**Extracted records:**

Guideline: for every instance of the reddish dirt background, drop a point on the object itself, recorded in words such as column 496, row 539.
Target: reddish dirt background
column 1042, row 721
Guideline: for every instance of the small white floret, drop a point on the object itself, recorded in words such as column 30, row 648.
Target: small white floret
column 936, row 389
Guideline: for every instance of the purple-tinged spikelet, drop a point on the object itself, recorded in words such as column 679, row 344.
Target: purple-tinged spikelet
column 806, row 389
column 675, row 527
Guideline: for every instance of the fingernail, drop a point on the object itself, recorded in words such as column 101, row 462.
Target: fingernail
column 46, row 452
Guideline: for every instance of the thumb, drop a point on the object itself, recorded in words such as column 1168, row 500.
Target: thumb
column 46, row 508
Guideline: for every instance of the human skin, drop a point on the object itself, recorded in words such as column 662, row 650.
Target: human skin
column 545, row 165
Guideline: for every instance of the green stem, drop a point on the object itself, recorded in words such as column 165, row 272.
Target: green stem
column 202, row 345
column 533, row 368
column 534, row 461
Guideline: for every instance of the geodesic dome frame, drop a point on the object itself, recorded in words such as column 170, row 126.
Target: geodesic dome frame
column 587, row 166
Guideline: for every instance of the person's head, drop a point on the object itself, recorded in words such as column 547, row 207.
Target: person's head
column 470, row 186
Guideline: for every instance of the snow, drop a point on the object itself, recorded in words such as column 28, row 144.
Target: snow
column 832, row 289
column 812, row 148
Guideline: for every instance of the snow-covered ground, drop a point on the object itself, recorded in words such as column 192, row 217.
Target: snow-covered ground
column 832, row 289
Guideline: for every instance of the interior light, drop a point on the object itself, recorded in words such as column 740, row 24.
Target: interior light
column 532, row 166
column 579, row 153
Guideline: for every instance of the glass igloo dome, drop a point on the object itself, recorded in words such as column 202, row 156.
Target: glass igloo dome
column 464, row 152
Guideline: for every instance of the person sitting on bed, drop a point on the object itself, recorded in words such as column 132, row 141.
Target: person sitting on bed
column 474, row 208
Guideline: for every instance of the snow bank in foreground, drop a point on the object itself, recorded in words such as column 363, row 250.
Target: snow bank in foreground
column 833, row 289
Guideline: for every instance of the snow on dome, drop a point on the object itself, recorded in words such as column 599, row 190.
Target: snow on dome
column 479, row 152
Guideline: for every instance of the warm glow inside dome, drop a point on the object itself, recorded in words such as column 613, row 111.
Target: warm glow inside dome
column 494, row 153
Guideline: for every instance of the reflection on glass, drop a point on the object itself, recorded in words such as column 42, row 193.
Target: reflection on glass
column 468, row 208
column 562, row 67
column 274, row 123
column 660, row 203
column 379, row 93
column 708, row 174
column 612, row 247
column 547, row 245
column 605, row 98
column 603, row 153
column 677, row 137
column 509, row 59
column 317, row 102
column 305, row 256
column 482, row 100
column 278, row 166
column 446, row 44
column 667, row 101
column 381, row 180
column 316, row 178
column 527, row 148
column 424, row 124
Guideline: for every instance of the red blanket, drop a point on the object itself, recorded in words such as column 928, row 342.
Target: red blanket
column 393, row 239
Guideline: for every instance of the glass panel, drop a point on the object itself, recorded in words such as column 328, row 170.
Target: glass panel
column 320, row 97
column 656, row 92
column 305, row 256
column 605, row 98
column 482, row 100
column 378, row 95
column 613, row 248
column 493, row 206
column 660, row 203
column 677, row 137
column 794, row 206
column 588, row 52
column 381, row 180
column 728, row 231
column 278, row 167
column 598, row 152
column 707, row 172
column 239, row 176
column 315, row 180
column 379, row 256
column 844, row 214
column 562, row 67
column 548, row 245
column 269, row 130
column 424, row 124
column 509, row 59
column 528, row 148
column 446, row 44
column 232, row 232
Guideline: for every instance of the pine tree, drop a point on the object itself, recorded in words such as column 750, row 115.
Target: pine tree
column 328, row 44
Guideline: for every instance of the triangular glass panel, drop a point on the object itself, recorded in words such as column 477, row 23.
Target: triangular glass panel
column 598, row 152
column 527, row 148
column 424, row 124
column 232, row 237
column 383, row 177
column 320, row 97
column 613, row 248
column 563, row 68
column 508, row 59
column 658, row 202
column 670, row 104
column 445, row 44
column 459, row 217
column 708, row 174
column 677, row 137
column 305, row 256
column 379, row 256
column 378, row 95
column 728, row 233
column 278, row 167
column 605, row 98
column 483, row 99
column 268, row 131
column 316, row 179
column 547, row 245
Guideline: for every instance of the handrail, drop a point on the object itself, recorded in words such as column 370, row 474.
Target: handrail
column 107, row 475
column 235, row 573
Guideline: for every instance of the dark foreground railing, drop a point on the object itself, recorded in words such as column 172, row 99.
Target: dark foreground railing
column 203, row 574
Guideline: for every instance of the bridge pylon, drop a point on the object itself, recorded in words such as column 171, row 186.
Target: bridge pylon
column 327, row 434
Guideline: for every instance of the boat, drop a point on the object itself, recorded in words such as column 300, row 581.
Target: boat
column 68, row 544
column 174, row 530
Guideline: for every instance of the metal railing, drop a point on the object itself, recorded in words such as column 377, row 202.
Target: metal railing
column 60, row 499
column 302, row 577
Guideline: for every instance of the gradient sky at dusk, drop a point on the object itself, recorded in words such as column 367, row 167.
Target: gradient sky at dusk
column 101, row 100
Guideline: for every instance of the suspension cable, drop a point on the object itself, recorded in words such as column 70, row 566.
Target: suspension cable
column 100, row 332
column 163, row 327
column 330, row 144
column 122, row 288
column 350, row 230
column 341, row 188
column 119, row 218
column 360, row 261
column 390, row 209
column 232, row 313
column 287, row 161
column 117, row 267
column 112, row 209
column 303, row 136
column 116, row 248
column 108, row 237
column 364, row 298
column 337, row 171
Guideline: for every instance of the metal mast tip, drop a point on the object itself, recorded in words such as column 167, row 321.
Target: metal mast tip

**Exercise brief:**
Restate word for word the lines of the data above, starting at the line containing "Target: human skin" and ending at the line containing "Guideline: for every instance of the reflection", both included, and nothing more.

**Expected answer:**
Target: human skin
column 545, row 165
Guideline: for every instance of the green stem, drop a point on the object itself, recorded in words such as column 165, row 272.
Target: green stem
column 202, row 345
column 533, row 368
column 534, row 461
Guideline: for every instance of the geodesic dome frame, drop a point on the object itself, recorded in words such as column 170, row 126.
Target: geodesic dome frame
column 587, row 166
Guideline: for every instance of the person's head, drop a point on the object itself, recorded in words such as column 547, row 207.
Target: person's head
column 470, row 186
Guideline: for every instance of the snow, drop a point on the object itself, recorded in words such as column 28, row 144.
Target: snow
column 832, row 289
column 812, row 148
Guideline: for every instance of the snow-covered ground, drop a point on the object itself, recorded in words such as column 192, row 217.
Target: snow-covered ground
column 832, row 289
Guideline: for every instance of the interior light, drop a point on the object itself, recorded in words such as column 740, row 24.
Target: interior light
column 532, row 166
column 579, row 153
Guideline: for every instance of the glass igloo dome, drop a point on the object itself, recorded in words such as column 202, row 156.
Target: glass igloo dome
column 464, row 152
Guideline: for every instance of the person sitting on bed, drop a point on the object itself, recorded in words such as column 132, row 141.
Target: person sitting on bed
column 474, row 208
Guideline: for every instance of the snow bank in foreground, drop a point on the object itself, recorded in words such as column 363, row 250.
Target: snow bank in foreground
column 833, row 289
Guideline: for every instance of the snow on dome, drop a point on the object itself, recorded in words such as column 599, row 190.
Target: snow on dome
column 479, row 152
Guideline: for every instance of the warm glow inside dome, drop a point on the object itself, recorded in words such as column 613, row 111.
Target: warm glow inside dome
column 494, row 153
Guideline: for every instance of the reflection on glass, drop a point on the object itself, recorded in words such as column 42, row 193.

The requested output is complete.